**TAREFAS A FAZER**
A – Reproduza sem alterações a parte do texto sobre futebol e psicanálise que começa em "Ficamos animados porque" e segue até "campeonato estudantil secundarista.".
B – Liste, na ordem em que aparecem, todas as pessoas mencionadas pelo nome no texto sobre futebol e psicanálise.

**TRECHO CITADO**

Esse espírito boleiro invade até a Academia. Há alguns anos, em uma banca de Mestrado na Filosofia da UFMG, um candidato dissertou sobre o desejo na perspectiva de Hegel e de Lacan. Nosso colega Célio Garcia e eu compúnhamos a banca examinadora. A discussão enveredou pelo aspecto da inevitabilidade da contingência e o “saber em fracasso” como possibilidade de novos arranjos subjetivos. Subitamente, o orientador e presidente da sessão, professor José Henrique Santos, extremamente erudito, pergunta com um ar um tanto perplexo se nós, psicanalistas, de fato dávamos tanto peso à contingência. Como o candidato e nós, os examinadores, confirmamos a assertiva, ele introduziu uma questão importante: “Vocês querem dizer então que posso acreditar que por meio de uma contingência o Atlético poderá ganhar do Cruzeiro?” O time do Cruzeiro tinha na época uma organização tática e técnica acima dos padrões dos times brasileiros.

Sabemos que uma contingência muda o rumo de uma história, seja a de uma partida de futebol ou de nossas vidas. Experimentei um encontro em um jogo de futebol que possibilitou um golpe narcísico fundamental na orientação de minha adolescência. Como um praticante de futebol de salão, considerava-me um craque (narcisicamente, é claro) muito acima de ter apenas uma razoável habilidade com a bola e uma visão de jogo. Já tinha sido convidado pelo Atlético e pelo Cruzeiro, grandes times de Minas Gerais, para jogar pelo time juvenil de futebol de salão. Contudo, tinha dúvidas se queria me dedicar ao futebol como profissão, embora fosse a atividade na qual me sentia mais à vontade, menos inibido, dedicava-me com mais intensidade e supunha ganhar mais reconhecimento.

À época, estudava no Colégio Estadual e ficamos orgulhosos com a chegada de Tostão, um estudante de nossa idade, entre 16 e 17 anos, que já era jogador de futebol pelo América. Em algumas disciplinas, lembro especialmente de Biologia, éramos da mesma turma.

Ficamos animados porque o cara tinha fama e sabíamos que com ele o Colégio passava a ter muitas chances de ganhar o campeonato estudantil secundarista.

O golpe narcísico a que me referi se deu antes do campeonato. Os professores de Educação Física organizaram um torneio interno para montar a equipe do colégio, e minha sala começou jogando contra a sala na qual Tostão fazia mais disciplinas. Perdemos o jogo por 5 a 1, com quatro gols do Tostão no primeiro tempo, sendo um deles passando por todos os adversários, dando chapéus e passando a bola por entre nossas pernas. E tudo isso quase displicentemente, com uma extrema simplicidade, sem arrogância ou exibição, como se aquilo fosse a mais óbvia das tarefas. Ele não marcou mais gols porque resolveu jogar de goleiro no segundo tempo. Foi um golpe arrasador no meu narcisismo. Vendo-o jogar de perto, percebi o que era um jogador de futebol. Ele jogava contra colegas considerados bons jogadores e o fazia como se estivesse jogando com crianças de cinco anos.

**CONJUNTO DE DADOS**
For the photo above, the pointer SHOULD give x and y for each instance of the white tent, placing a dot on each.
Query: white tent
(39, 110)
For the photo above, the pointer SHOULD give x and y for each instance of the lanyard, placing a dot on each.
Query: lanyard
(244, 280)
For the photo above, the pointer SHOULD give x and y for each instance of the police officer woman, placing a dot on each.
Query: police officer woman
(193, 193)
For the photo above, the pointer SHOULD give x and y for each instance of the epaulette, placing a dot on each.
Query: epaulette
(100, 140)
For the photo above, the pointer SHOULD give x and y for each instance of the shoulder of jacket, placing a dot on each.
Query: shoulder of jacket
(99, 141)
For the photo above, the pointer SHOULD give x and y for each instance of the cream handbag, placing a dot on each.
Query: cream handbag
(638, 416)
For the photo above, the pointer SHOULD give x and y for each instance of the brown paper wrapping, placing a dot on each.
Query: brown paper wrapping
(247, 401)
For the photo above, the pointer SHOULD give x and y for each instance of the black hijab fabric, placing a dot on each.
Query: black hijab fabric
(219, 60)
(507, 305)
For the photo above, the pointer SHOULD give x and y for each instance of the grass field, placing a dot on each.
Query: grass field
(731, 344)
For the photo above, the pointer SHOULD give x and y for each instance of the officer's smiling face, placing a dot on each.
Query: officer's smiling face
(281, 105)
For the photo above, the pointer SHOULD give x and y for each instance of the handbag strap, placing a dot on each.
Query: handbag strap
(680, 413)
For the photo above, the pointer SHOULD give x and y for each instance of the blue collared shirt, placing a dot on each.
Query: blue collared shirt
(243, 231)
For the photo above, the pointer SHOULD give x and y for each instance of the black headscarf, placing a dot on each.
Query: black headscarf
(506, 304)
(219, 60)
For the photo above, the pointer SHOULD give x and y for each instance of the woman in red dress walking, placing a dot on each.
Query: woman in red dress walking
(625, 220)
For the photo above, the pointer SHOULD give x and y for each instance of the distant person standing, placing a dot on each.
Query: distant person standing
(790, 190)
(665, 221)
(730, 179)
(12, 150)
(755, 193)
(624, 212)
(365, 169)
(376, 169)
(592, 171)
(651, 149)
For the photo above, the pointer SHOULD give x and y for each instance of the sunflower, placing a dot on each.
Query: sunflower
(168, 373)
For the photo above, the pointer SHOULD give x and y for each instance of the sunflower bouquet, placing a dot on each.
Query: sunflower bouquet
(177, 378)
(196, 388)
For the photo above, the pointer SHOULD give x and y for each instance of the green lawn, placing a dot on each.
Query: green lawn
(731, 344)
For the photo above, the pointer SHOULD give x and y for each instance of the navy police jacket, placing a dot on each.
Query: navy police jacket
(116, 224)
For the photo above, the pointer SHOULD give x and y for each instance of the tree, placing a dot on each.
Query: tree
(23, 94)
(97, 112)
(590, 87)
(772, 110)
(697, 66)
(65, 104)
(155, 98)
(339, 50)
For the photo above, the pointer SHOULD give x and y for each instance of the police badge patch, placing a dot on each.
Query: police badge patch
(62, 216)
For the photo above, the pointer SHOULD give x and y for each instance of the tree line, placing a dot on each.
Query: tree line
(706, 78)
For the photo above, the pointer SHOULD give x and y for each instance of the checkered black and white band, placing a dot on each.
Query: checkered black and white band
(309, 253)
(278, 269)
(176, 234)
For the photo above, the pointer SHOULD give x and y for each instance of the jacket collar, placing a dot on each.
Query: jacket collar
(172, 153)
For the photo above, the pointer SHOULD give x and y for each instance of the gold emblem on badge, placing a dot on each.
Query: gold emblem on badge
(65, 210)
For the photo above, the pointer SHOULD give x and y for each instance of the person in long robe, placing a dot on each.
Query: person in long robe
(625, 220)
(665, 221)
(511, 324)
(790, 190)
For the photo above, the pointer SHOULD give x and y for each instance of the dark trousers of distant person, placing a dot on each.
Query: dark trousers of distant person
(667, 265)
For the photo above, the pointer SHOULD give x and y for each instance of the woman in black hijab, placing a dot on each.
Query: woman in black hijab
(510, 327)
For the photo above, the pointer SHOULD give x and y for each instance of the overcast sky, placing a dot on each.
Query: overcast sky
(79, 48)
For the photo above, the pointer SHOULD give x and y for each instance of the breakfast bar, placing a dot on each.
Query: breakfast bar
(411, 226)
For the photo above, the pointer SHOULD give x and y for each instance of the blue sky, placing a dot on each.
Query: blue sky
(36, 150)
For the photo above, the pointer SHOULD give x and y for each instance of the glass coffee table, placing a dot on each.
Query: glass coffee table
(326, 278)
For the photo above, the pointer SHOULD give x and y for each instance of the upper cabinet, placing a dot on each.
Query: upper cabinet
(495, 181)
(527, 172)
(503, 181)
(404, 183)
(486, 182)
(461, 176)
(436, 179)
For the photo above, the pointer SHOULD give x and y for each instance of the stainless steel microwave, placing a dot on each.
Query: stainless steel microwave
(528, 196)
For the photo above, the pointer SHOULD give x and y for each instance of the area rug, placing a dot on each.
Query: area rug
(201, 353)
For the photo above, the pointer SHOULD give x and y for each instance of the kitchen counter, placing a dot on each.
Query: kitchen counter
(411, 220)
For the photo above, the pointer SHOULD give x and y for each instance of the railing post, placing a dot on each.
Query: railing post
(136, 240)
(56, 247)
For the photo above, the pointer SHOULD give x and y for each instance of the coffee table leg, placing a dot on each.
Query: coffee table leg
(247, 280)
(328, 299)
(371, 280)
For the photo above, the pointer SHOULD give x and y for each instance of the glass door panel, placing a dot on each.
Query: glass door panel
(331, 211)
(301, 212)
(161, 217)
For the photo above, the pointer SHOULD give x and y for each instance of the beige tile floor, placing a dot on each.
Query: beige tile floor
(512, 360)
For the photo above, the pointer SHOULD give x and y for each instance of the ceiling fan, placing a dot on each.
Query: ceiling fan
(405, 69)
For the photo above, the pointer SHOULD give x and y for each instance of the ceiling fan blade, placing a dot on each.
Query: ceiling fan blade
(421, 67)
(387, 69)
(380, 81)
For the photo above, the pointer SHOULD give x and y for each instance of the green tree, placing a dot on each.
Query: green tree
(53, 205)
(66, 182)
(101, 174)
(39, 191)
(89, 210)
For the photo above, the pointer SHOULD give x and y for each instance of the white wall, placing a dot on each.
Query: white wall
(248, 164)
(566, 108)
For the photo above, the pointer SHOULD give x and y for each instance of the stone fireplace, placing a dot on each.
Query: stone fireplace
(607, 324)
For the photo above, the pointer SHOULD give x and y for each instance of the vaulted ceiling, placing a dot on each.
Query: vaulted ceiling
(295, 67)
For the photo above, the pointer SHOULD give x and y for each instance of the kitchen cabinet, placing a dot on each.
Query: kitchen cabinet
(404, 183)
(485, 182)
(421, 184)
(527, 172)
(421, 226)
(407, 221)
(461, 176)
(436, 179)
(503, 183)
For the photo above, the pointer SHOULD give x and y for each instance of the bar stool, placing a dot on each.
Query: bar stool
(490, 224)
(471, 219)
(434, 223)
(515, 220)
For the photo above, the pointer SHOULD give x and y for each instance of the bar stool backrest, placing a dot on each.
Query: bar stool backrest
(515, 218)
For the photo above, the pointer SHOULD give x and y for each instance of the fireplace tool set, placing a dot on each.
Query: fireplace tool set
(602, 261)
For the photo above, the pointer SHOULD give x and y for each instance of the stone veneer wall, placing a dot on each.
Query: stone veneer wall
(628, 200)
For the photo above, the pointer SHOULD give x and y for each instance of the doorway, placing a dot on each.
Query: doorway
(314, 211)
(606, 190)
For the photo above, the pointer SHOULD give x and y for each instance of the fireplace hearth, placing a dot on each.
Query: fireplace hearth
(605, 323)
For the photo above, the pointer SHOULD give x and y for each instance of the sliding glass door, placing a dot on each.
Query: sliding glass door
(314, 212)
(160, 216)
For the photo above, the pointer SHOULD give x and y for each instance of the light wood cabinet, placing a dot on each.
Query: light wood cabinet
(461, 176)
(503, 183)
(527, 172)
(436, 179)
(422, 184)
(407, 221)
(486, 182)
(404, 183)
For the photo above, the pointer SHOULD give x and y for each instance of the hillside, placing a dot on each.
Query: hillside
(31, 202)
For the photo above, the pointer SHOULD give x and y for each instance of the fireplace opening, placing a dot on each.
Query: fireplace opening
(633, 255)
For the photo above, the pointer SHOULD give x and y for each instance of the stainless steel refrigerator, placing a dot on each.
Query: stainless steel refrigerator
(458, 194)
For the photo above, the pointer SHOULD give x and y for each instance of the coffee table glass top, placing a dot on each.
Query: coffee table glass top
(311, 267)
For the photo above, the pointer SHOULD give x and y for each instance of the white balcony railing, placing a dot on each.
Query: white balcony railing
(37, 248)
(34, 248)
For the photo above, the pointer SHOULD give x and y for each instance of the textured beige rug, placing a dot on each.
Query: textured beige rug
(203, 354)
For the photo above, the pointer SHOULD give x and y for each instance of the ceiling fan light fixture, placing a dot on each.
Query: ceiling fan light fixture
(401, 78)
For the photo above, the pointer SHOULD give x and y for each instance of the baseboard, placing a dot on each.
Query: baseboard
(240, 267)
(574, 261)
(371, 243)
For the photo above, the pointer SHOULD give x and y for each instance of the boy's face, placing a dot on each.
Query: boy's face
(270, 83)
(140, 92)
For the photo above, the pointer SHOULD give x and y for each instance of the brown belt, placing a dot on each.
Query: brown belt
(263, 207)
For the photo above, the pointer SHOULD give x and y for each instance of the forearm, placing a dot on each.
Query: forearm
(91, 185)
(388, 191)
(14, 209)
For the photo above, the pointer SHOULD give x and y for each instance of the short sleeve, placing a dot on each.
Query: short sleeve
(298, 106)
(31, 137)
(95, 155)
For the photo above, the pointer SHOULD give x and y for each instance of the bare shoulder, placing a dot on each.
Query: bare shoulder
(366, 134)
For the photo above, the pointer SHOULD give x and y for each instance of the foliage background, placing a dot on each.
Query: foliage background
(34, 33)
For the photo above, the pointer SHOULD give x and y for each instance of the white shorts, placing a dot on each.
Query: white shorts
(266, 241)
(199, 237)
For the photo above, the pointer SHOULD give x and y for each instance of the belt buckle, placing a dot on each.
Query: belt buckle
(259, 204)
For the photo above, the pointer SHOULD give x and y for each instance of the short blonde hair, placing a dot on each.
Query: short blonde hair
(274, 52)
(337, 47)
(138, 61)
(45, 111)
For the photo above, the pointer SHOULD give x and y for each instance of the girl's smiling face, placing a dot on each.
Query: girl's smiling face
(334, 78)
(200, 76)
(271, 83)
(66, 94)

**LISTA DE RESPOSTAS**
A –
Ficamos animados porque o cara tinha fama e sabíamos que com ele o Colégio passava a ter muitas chances de ganhar o campeonato estudantil secundarista.

B – Hegel, Lacan, Célio Garcia, José Henrique Santos, Tostão